What are merge join, hash join, and nested loop? Example in PostgreSQL.
Introduction.
In this article, let’s examine three key types of physical joins that PostgreSQL uses, when performing logical outer and inner joins:
- merge join,
- hash join,
- and nested loop.
Why did I start by mentioning the distinction between physical and logical joins? These are the different levels. When you write the SQL queries using LEFT OUTER JOIN or RIGHT JOIN, this is the logical level of JOINs. It is typically used for the Cartesian products, where the rows satisfying the JOIN condition are kept. How such queries are executed “under the hood” in the RDBMS engine at the physical level? It’s depended on several factors:
- the size of the tables involved in the join operation,
- the amount of memory allocated to “work_mem” for sort operations and “hash_mem_multiplier” for hash operations,
- the presence of indexes,
- the comparison or equality operations applied during the JOIN.
Depending on these conditions, PostgreSQL’s planner may choose one method (algorithm) or another one to execute the logical joins.

────────

> _List of tasks_:
• a. In the PostgreSQL joins article, which setting is named for hash operations?
• b. Continue the article on PostgreSQL join methods after its last sentence.

────────

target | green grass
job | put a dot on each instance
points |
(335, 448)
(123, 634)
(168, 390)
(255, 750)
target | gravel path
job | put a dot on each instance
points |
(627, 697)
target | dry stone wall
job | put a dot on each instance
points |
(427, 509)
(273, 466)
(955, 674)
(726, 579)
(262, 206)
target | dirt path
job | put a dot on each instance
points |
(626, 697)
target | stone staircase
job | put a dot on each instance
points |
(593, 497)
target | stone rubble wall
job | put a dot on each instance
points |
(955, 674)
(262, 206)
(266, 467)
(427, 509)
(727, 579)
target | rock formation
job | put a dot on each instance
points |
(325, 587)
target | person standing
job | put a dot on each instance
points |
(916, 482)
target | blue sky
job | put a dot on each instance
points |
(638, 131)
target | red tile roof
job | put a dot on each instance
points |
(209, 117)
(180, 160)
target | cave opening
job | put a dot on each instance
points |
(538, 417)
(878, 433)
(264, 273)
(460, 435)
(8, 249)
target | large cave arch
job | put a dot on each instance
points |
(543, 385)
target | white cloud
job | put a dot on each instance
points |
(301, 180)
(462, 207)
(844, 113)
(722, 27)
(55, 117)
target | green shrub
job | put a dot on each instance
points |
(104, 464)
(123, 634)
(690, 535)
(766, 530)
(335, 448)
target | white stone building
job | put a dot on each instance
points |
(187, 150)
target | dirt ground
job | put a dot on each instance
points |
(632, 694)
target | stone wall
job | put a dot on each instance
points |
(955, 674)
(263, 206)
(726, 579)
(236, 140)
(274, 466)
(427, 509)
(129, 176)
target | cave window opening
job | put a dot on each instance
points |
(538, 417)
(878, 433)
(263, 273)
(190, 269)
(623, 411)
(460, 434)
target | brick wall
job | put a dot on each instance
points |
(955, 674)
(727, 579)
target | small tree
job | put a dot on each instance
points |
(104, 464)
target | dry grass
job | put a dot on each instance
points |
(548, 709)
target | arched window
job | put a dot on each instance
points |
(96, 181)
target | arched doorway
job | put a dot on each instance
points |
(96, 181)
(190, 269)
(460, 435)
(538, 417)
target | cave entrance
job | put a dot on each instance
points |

────────

> _Outputs in order_:
• a. "hash_mem_multiplier"

• b.
Description of each physical JOIN type.
Merge join, this is a method used, when both tables are fairly large and there is already sorted data on the fields (the JOIN keys) through indexes. If the tables data is not presorted, PostgreSQL will sort them before performing the JOIN operation, which may increase costs. The key difference from a hash join is that a merge join requires the data used in the JOIN keys be sorted, whereas a hash join doesn’t require sorting at all. It simply builds a hash table and uses it to find the matches. It is also worth adding that a merge join is particularly useful for range joins (e.g., >=
, <=
), as after sorting it can efficiently handle such conditions.
Hash join, this is a method using hashing, which is used when the data required for the JOIN operation is not sorted. The algorithm works by selecting one of the tables (usually the smaller one by the memory size) and creating a record in a hash table for each of its rows. Then the other table (the larger one) is scanned, and each row is compared against the hash table. If a match is found for the required values, the rows are combined. It’s also worth emphasizing, that PostgreSQL takes the smaller table to create the hash table in order to minimize memory usage. This hash table is then used to quickly find the matches in the second larger table. To conclude, a hash join is most commonly used for the large tables, when there are no indexes or when the data is not sorted, and the JOIN condition involves exact matches =
. Range joins are generally less efficient with a hash join algorithm.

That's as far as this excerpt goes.